> [Estratto del documento]:
****************************************
L’assistente sociale tra passato, presente e futuro

Data:
14 Gennaio 2012

di Luigi Circhetta e Lorena Ingrosso

Questi tre termini demandano all’attenzione del lettore la percezione di momenti completamente diversi e disgiunti tra loro che inducono la comunità professionale a profonde riflessioni. Sul piano strettamente professionale il passato ha consentito di gettare le basi per costruire il presente nell’ottica dell’acquisizione di nuove competenze e saperi. Coloro che nel recente passato si sono battuti per la riqualificazione della professione e per ottenere un titolo di studio accademico hanno intravisto, con lungimiranza, come interagire da tecnici sui variegati scenari della vita quotidiana. La categoria da anni convive tra due anime: una conservatrice e l’altra innovatrice.
****************************************
Ripeti parola per parola il passo dell'estratto sull'assistente sociale che va da "di Luigi Circhetta" fino a "e l’altra innovatrice." compreso.
****************************************
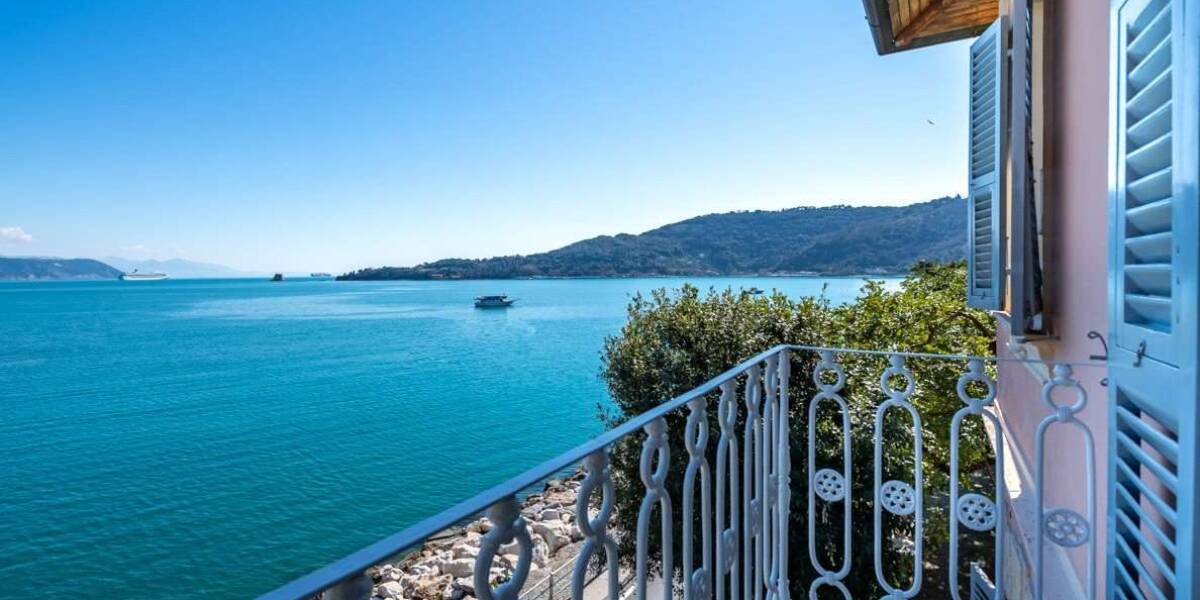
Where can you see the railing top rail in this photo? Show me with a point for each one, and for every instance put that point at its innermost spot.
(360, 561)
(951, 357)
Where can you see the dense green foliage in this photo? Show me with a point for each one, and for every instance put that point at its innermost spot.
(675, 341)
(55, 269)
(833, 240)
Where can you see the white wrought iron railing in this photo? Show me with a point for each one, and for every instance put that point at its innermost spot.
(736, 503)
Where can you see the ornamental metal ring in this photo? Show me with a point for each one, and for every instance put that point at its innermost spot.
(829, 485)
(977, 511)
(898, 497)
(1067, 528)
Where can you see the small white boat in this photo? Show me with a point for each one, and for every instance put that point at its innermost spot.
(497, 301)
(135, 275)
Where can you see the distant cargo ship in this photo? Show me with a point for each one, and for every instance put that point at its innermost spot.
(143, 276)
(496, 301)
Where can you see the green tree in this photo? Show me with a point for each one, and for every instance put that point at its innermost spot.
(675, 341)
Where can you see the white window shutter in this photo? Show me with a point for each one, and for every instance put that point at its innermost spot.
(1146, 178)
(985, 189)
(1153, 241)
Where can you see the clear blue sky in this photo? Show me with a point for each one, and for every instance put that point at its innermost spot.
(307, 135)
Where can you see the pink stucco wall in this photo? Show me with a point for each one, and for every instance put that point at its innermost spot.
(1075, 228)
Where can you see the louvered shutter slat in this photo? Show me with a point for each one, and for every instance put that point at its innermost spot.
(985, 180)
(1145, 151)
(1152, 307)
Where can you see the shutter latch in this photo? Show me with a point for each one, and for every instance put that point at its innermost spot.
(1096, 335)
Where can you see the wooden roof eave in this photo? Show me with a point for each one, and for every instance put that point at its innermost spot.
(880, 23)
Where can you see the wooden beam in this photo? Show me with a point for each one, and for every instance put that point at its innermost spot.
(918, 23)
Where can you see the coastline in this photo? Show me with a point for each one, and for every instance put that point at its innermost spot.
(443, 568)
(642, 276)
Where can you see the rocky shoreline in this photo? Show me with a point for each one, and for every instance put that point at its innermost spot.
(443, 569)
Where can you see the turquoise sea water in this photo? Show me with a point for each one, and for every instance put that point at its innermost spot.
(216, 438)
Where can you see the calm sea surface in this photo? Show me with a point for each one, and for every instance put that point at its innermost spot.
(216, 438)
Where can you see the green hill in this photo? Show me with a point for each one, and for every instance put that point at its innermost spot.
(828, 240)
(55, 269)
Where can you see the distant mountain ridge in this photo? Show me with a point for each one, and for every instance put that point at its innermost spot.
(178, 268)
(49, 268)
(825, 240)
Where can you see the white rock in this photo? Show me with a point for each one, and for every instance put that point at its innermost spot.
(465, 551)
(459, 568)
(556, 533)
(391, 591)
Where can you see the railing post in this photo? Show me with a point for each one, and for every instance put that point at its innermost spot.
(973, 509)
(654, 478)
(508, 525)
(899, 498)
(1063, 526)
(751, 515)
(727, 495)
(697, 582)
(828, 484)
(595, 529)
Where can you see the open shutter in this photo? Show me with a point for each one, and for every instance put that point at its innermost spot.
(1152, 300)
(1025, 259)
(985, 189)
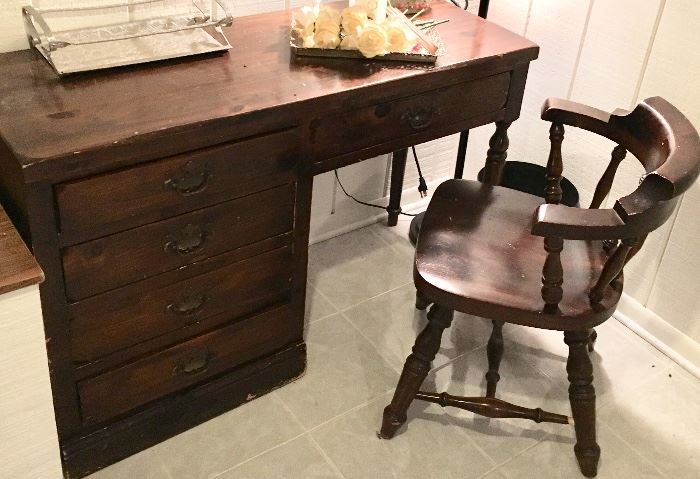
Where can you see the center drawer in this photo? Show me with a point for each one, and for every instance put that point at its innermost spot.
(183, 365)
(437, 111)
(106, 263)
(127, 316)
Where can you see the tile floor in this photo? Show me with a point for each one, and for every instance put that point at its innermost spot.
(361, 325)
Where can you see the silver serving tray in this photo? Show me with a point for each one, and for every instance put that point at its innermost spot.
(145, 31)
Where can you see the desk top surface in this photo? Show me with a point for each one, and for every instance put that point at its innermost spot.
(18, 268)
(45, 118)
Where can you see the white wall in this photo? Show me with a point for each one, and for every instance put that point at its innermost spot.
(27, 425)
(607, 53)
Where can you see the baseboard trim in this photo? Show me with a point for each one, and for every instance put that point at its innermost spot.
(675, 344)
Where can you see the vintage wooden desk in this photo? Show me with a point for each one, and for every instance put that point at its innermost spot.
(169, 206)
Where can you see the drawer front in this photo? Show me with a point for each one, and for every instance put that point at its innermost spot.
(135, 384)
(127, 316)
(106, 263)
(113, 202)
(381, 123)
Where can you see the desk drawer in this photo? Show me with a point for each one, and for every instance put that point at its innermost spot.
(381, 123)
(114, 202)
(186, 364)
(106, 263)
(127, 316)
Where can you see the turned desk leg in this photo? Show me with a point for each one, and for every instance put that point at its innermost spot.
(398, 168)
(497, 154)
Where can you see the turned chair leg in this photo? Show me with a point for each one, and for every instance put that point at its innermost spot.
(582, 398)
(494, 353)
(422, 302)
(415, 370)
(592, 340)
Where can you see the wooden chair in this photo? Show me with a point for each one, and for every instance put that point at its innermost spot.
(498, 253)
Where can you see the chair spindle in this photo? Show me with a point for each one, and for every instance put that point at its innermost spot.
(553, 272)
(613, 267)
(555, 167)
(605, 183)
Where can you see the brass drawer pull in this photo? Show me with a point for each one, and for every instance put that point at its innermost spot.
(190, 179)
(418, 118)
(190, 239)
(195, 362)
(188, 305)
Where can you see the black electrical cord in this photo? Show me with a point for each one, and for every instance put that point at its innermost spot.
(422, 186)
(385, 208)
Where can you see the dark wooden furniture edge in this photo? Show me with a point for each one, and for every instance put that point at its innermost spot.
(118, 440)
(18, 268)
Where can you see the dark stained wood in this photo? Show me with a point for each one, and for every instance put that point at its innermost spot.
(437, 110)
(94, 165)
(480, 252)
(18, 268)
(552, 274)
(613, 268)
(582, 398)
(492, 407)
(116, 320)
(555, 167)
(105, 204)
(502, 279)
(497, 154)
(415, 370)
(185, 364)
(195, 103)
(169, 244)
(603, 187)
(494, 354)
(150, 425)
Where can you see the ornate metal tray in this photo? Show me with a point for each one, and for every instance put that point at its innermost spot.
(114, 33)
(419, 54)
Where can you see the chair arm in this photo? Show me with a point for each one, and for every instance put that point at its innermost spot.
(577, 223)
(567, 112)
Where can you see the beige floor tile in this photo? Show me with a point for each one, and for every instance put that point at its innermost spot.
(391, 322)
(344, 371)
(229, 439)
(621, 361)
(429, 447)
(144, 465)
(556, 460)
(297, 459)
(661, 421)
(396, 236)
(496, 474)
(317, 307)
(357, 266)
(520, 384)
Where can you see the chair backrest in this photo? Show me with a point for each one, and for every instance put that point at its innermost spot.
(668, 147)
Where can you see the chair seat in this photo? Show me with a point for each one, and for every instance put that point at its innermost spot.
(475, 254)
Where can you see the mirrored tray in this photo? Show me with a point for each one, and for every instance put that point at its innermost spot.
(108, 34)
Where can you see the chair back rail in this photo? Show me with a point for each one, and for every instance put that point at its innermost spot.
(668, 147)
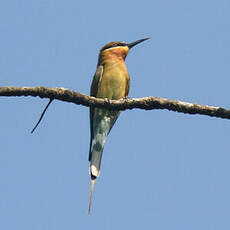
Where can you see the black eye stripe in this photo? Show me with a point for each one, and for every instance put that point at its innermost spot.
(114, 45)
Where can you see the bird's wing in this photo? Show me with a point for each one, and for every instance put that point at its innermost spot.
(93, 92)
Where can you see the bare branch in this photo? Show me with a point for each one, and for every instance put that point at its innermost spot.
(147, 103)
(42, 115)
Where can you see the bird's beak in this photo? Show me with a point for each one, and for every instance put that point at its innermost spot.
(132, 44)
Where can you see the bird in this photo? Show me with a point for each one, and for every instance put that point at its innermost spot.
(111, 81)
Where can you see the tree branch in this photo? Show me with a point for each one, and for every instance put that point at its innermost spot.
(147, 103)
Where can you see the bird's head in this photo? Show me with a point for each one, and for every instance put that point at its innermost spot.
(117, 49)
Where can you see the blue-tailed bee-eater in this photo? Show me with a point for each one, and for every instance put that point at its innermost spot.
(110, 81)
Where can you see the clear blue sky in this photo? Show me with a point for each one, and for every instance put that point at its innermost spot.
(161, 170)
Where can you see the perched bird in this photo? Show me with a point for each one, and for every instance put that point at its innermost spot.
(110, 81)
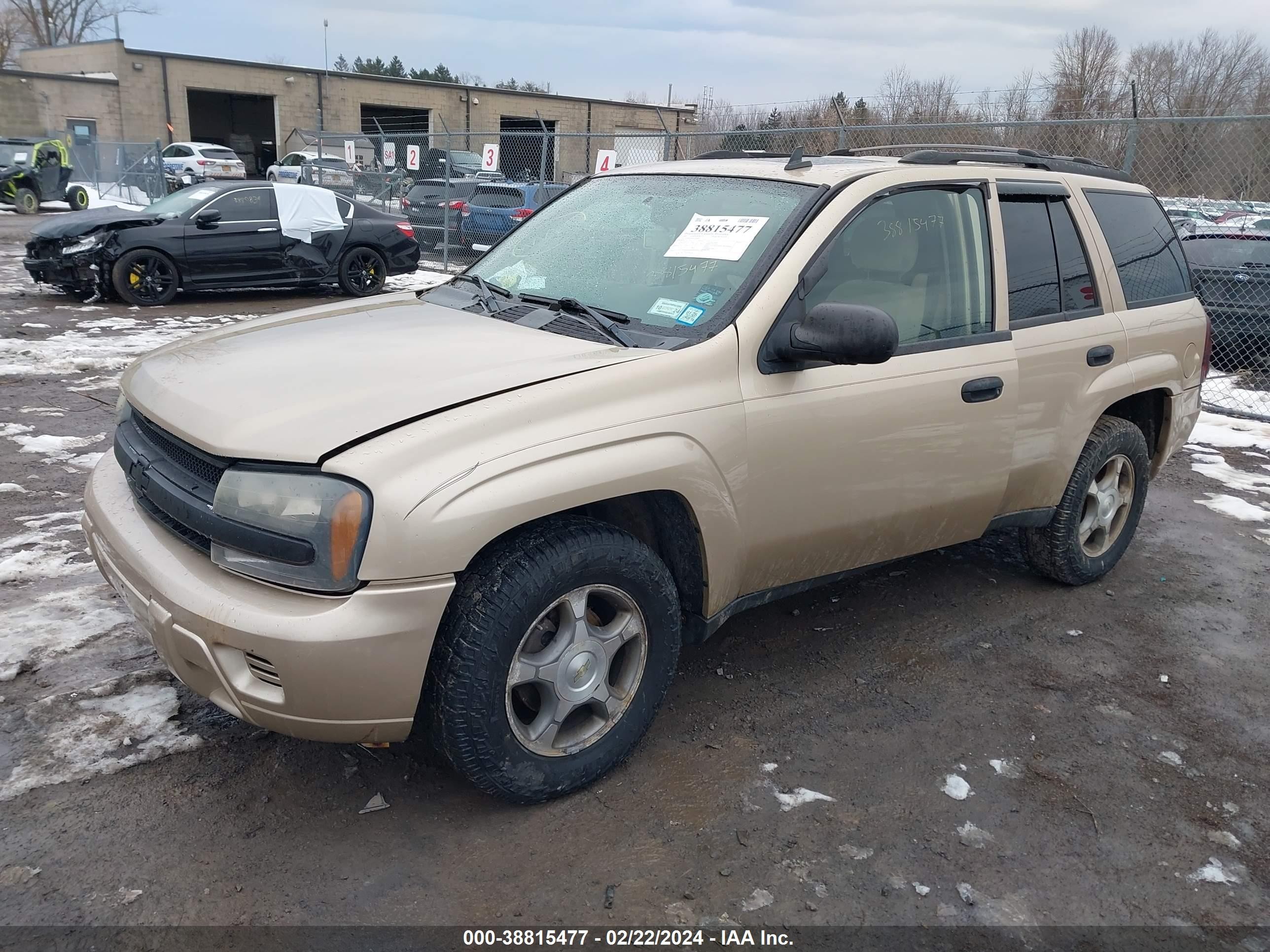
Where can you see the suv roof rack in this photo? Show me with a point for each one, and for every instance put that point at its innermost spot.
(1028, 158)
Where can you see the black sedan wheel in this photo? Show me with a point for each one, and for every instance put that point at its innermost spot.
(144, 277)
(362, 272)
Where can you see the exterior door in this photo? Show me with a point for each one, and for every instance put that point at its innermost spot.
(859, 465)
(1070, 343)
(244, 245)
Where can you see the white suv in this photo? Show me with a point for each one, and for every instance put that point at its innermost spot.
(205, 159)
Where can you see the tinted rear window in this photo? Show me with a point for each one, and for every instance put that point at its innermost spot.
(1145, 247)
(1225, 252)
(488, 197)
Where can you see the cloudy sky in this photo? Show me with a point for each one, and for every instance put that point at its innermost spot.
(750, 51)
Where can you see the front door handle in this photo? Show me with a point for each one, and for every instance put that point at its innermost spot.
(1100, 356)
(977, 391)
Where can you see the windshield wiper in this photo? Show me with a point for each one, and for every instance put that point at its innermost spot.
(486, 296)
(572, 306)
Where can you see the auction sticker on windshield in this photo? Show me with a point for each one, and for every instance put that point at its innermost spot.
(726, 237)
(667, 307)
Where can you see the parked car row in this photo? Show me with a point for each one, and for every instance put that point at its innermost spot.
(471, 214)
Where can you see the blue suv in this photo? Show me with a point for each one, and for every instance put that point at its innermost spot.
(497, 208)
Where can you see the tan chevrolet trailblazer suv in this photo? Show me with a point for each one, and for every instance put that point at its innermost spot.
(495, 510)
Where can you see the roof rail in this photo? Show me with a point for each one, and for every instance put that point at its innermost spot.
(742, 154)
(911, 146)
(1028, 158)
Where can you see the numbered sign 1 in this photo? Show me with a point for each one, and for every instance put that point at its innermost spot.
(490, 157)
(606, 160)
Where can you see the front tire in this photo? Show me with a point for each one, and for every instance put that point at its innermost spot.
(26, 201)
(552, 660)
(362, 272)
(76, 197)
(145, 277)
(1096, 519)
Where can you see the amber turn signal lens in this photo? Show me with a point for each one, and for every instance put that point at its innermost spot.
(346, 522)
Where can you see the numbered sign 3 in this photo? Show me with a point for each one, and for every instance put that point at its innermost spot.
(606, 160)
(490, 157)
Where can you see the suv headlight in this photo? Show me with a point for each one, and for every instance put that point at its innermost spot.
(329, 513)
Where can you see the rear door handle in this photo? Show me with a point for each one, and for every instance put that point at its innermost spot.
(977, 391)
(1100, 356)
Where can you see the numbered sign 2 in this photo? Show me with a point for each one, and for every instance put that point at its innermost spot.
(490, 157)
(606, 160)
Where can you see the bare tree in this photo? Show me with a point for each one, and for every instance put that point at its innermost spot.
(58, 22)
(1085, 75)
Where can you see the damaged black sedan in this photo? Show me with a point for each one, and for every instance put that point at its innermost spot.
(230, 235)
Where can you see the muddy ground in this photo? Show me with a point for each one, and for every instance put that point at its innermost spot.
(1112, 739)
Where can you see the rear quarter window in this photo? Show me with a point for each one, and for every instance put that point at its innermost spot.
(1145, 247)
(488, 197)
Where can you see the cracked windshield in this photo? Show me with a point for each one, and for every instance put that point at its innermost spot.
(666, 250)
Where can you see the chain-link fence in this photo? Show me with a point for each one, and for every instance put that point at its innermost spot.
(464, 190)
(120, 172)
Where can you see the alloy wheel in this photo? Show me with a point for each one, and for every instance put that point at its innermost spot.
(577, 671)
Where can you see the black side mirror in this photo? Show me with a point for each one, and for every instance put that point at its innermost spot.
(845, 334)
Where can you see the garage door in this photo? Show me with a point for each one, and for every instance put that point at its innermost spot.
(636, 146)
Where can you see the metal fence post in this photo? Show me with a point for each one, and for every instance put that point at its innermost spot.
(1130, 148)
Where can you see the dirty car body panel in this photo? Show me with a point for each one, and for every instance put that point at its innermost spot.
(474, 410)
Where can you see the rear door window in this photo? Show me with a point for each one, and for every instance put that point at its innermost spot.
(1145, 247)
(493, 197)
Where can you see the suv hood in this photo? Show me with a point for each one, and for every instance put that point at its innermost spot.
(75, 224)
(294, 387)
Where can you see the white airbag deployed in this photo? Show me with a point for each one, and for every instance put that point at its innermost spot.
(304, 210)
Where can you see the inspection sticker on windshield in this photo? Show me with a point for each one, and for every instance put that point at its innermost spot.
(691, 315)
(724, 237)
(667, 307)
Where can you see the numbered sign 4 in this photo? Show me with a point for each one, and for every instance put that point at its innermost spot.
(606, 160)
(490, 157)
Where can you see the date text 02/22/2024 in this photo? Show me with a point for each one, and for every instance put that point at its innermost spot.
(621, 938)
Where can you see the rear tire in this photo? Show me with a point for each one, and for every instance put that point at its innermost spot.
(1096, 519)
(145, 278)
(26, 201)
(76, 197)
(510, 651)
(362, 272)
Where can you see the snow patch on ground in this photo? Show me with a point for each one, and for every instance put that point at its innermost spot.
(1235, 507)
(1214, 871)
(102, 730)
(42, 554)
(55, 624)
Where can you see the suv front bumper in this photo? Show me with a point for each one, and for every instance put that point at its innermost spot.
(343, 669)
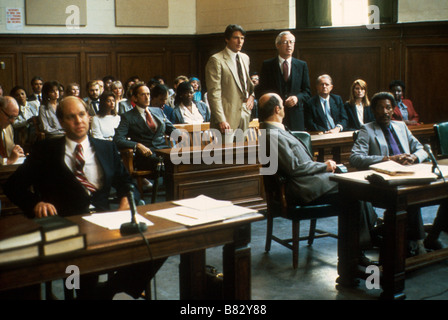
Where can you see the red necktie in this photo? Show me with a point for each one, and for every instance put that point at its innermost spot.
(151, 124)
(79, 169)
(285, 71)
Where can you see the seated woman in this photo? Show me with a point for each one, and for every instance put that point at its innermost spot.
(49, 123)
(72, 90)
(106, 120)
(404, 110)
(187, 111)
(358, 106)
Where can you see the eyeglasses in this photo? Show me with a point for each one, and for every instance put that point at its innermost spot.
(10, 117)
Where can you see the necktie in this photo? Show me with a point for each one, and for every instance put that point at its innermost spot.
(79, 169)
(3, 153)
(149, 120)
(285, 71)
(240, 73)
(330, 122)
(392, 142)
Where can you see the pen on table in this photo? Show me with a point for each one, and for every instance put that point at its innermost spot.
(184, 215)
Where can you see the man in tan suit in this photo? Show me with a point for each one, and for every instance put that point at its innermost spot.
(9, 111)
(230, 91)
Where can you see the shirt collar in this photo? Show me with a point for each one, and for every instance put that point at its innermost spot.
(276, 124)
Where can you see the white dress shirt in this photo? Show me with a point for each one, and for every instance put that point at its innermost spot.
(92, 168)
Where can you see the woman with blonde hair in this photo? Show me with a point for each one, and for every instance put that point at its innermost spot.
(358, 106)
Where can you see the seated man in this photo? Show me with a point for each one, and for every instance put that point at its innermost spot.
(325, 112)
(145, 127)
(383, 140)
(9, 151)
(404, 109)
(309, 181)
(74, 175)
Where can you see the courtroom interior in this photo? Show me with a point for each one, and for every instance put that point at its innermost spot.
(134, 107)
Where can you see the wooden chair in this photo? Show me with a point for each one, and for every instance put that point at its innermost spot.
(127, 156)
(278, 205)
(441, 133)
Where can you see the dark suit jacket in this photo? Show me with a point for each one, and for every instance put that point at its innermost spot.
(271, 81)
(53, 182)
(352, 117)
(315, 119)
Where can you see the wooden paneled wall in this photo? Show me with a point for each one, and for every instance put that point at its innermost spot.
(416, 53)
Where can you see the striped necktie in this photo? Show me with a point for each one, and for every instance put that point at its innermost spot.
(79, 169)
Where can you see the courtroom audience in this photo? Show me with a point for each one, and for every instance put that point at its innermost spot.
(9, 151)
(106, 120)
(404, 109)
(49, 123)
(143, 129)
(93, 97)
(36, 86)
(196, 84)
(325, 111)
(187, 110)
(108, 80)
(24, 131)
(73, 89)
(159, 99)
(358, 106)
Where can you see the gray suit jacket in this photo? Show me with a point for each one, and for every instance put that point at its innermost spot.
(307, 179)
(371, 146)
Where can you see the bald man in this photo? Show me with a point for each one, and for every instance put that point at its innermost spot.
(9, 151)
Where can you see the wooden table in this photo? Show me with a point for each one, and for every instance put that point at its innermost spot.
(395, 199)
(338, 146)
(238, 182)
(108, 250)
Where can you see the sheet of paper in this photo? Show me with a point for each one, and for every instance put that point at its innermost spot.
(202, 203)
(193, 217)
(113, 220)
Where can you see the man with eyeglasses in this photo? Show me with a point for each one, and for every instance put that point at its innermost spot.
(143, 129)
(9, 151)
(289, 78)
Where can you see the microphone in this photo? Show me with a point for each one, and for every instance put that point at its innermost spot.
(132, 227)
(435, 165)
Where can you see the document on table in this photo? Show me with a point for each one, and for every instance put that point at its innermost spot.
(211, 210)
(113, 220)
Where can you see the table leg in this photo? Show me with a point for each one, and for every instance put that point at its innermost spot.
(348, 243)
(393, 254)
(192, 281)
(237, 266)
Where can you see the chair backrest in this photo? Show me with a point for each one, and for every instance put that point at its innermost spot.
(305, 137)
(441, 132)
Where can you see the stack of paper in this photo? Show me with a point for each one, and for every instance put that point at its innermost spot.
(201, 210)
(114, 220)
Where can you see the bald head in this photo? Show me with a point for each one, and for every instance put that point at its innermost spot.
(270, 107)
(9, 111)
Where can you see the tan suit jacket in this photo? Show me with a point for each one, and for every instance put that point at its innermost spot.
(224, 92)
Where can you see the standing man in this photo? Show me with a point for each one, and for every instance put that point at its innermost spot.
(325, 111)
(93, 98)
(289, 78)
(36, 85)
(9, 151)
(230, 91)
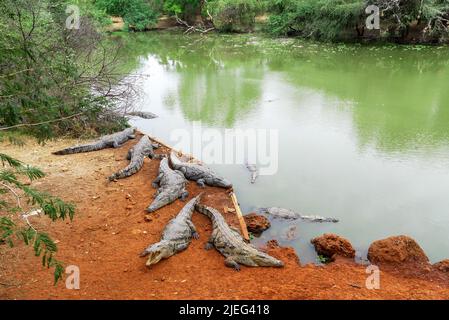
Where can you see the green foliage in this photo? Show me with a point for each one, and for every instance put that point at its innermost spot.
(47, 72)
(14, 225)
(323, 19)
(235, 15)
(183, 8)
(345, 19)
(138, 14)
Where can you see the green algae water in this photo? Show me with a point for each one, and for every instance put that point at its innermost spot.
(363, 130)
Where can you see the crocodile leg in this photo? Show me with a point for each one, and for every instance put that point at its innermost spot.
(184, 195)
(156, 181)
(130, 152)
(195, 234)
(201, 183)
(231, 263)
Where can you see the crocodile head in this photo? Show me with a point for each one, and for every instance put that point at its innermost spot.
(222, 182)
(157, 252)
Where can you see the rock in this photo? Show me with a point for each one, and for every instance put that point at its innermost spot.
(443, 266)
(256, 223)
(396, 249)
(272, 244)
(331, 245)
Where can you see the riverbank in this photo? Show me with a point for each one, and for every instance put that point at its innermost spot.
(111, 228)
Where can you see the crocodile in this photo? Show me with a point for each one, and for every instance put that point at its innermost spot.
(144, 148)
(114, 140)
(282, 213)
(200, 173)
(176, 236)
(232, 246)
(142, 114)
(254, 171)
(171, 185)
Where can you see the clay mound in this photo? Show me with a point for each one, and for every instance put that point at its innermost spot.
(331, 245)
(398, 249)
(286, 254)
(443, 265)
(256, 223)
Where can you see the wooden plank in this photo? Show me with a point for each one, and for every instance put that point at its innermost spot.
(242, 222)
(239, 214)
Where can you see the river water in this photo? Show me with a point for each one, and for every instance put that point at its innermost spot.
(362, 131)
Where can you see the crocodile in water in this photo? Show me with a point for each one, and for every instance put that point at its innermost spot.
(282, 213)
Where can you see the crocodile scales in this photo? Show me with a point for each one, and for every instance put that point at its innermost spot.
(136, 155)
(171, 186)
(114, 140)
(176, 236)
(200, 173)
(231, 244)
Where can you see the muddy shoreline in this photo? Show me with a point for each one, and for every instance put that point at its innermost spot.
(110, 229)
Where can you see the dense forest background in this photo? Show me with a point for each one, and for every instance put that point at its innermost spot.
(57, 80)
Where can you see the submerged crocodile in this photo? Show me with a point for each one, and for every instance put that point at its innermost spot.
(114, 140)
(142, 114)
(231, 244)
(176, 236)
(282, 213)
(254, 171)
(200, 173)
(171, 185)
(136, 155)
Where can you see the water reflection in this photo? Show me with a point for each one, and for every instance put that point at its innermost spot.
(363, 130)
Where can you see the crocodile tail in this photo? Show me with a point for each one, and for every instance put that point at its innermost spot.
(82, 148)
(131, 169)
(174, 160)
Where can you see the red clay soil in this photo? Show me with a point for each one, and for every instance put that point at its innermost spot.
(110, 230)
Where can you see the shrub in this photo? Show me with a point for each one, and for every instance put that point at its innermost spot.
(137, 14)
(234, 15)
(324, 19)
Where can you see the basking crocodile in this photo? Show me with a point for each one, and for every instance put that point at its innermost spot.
****************************************
> [Risposta completa]:
di Luigi Circhetta e Lorena Ingrosso

Questi tre termini demandano all’attenzione del lettore la percezione di momenti completamente diversi e disgiunti tra loro che inducono la comunità professionale a profonde riflessioni. Sul piano strettamente professionale il passato ha consentito di gettare le basi per costruire il presente nell’ottica dell’acquisizione di nuove competenze e saperi. Coloro che nel recente passato si sono battuti per la riqualificazione della professione e per ottenere un titolo di studio accademico hanno intravisto, con lungimiranza, come interagire da tecnici sui variegati scenari della vita quotidiana. La categoria da anni convive tra due anime: una conservatrice e l’altra innovatrice.